▶ [TÂCHES À FAIRE]
**1.** D'après le texte sur Jacques Bérès, dans quel pays et en quelle année a-t-il découvert la chirurgie de guerre ?
**2.** Prolongez le texte sur le chirurgien Jacques Bérès à partir de sa dernière phrase.

Incontrôlable. C’est aussi le souvenir qu’il a laissé chez Médecins sans frontières (MSF), dont il est l’un des cofondateurs. « Il a la réputation d’être un risque-tout, véritable trompe-la-mort d’une grande ténacité, se souvient Rony Brauman, l’un des anciens présidents des French doctors, qui l’a croisé dans les années 1970. Chez MSF, il faisait ce qu’il voulait, ce qui est difficilement compatible avec les contraintes d’une organisation. Mais il a contribué à insuffler cet esprit d’audace et d’aventure au mouvement. »
Un habitué des conflits
Né en 1941, fils fortuné d’un célèbre libraire, Jacques Bérès a découvert la chirurgie de guerre au Vietnam, en 1967. Dès lors, sa petite trousse médicale au bout du bras, l’homme n’a cessé d’arpenter le monde, de conflits en catastrophes. Liberia, Bangladesh, Tchad, Congo, Tchétchénie, Rwanda, Irak, Sierra Leone, Liban, Palestine… Le chirurgien prend l’habitude de déserter ses patients français pour des courtes missions, si possible au plus près des violences, perdant deux doigts au passage à la suite d’une blessure par balle. « Face au danger, il est d’un grand calme, presque détaché », témoigne le médecin Bernard Guillon qui l’a côtoyé à Gaza.

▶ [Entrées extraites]
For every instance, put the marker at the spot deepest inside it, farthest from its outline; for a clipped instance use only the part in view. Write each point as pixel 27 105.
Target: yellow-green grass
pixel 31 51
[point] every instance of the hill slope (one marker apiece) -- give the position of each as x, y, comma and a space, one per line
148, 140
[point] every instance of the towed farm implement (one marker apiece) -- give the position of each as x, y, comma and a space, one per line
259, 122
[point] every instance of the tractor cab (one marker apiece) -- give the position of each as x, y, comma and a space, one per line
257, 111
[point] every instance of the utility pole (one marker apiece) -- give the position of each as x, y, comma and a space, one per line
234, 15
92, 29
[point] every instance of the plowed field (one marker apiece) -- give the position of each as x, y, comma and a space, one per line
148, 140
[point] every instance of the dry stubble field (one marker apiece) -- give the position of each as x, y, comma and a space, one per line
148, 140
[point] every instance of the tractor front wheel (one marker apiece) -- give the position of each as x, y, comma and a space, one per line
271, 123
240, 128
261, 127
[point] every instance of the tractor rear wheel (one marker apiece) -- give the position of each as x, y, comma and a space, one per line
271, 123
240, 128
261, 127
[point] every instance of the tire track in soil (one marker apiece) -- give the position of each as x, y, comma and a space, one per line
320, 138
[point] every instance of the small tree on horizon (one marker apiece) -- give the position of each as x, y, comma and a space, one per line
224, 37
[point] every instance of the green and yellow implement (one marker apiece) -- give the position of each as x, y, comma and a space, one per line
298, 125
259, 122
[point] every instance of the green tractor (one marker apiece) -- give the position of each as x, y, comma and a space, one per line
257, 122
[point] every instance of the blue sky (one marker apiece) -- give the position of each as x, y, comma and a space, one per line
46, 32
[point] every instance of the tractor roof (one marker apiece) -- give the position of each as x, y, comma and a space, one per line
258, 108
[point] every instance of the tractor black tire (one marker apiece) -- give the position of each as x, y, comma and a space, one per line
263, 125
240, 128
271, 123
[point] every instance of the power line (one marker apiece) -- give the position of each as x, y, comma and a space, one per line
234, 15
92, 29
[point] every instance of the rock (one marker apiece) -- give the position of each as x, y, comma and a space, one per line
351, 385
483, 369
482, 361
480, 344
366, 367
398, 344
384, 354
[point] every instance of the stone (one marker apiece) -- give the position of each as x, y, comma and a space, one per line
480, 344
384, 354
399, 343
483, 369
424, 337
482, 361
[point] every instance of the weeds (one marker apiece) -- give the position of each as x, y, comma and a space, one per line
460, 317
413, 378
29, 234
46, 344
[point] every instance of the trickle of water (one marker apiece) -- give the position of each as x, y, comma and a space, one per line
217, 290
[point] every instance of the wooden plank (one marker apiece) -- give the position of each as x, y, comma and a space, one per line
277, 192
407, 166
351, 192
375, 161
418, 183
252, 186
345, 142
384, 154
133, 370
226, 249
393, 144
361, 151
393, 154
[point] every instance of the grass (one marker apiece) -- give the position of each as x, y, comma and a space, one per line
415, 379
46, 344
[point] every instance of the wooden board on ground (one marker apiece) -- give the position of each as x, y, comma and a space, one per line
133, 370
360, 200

▶ [RÉPONSES AUX TÂCHES]
**1.** Au Vietnam, en 1967.

**2.**
Depuis qu’il est arrivé à Homs, il y a une vingtaine de jours, Jacques Bérès n’a pas cessé d’opérer sous les bombes, entre deux coupures d’électricité. Sur le site de l’Union des associations musulmanes de Seine-Saint-Denis, il a témoigné de l’horreur des bombardements, du manque d’eau et de médicaments, de la mort de ses patients, de sa fatigue, aussi, après tant de nuits sans sommeil. « Il voulait quitter la ville, mais il a dû renoncer tant il est dangereux de se déplacer à l’air libre », confiait hier, non sans inquiétude, M’hammed Henniche.